AUFGABEN:
**a)** In welcher Verpackung steckt laut der Albumbesprechung die CD?
**b)** Schreiben Sie den Abschnitt der Albumbesprechung zwischen „Die CD steckt“ und „von den Beatles.“ einschließlich wortgetreu ab.

TEXTAUSZUG:
---*---
JEFF BECK Live at B.B. King Blues Club & Grill ********

1. Roy´s Toy (Beck, Aiden Love, Andy Wright), 2. Psycho Sam (Tony Hymas), 3. Big Block, 4. Freeway Jam (Middleton), 5. Brush with the Blues (Hymas, Beck), 6. Scatterbrain (Beck), 7. Goodbye Pork Pie Hat (Mingus), 8.Nadia (Nitin Sawthney), 9. Savoy, 10. Angel Footsteps (Hymas, Beck), 11. Seasons (Ishmael Butler, Craig Irving, Maryann Viera, Jeff Beck, Andy Wright, Matthew Yaughan), 12. Where were you, 13. You never know (Jan Hammer), 14. A Day in the Life (Lennon, McCartney), 15. People get ready (Curtis Mayfield), 16. My thing (Jeff Beck, Andy Wright)

Jeff Beck
- g, Tony Hymas - keyb, Terry Bozzio - dr

rec 10./11.9.2003

Sony EL 90893
www.jeffbeck.com

Jeff Beck hat seit vielen Jahren kein Live-Album mehr gemacht. Dieses hier, ein Kraftpaket, kann man sich preiswert, für ca 14 Euro, aus Amerika kommen lassen (9.98 Dollar plus 7 Dollar Versandspesen). Der Versender trägt den obskuren Namen "Jeff Beck Bootlegs", operiert aber von der offiziellen Jeff Beck Homepage aus, andere Bezugsquellen gibt es nicht.
Die CD steckt in einer schlichten Papptasche, es fehlen Angaben zu Komponisten und Besetzung - ich habe sie nach Daten aus obiger Webseite sowie aus dem Jazzcity-Archiv so weit wie möglich nachgetragen. Mehrere Stücke stammen aus Becks letzten, technoiden Studio-Alben "Jeff", "You had it coming" und "Who Else!", er greift aber auch zurück auf "Scatterbrain" aus seinem Live-Album mit Jan Hammer (1976), auf seine Version von
Mingus´ "Goodbye Pork Pie Hat" aus demselben Jahr, ja sogar auf "A Day in the Life" von den Beatles.
---*---
EINTRAGSAUSZÜGE:
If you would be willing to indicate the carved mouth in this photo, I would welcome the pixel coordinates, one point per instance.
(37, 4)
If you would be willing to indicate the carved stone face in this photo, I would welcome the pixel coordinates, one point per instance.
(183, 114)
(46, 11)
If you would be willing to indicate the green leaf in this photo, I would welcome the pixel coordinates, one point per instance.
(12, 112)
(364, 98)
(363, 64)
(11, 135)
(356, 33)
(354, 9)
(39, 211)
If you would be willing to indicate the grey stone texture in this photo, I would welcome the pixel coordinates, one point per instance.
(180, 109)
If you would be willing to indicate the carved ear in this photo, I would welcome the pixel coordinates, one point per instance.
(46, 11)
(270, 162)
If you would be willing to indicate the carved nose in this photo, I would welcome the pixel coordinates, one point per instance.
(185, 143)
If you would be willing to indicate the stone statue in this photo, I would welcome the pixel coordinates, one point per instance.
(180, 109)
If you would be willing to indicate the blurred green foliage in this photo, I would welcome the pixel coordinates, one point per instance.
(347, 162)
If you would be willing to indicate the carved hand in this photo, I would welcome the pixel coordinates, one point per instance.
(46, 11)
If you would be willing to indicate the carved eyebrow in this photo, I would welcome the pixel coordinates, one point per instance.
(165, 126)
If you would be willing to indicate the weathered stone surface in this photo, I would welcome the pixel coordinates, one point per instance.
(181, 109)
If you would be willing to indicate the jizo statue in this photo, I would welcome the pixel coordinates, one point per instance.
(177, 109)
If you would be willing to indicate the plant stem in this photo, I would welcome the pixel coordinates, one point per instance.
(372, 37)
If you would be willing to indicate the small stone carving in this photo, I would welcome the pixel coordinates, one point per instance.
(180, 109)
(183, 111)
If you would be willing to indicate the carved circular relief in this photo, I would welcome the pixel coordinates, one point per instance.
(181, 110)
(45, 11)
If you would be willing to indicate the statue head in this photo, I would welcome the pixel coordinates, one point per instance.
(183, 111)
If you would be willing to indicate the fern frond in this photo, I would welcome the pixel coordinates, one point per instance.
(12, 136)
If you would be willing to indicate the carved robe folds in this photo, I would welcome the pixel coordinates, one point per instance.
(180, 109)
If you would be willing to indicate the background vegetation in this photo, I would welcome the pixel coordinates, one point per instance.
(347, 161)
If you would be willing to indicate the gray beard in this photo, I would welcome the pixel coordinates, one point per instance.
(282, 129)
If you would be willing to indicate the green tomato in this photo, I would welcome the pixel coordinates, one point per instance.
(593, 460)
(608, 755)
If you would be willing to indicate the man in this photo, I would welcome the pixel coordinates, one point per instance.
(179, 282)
---*---
ANTWORTEN:
**a)** In einer schlichten Papptasche.

**b)**
Die CD steckt in einer schlichten Papptasche, es fehlen Angaben zu Komponisten und Besetzung - ich habe sie nach Daten aus obiger Webseite sowie aus dem Jazzcity-Archiv so weit wie möglich nachgetragen. Mehrere Stücke stammen aus Becks letzten, technoiden Studio-Alben "Jeff", "You had it coming" und "Who Else!", er greift aber auch zurück auf "Scatterbrain" aus seinem Live-Album mit Jan Hammer (1976), auf seine Version von
Mingus´ "Goodbye Pork Pie Hat" aus demselben Jahr, ja sogar auf "A Day in the Life" von den Beatles.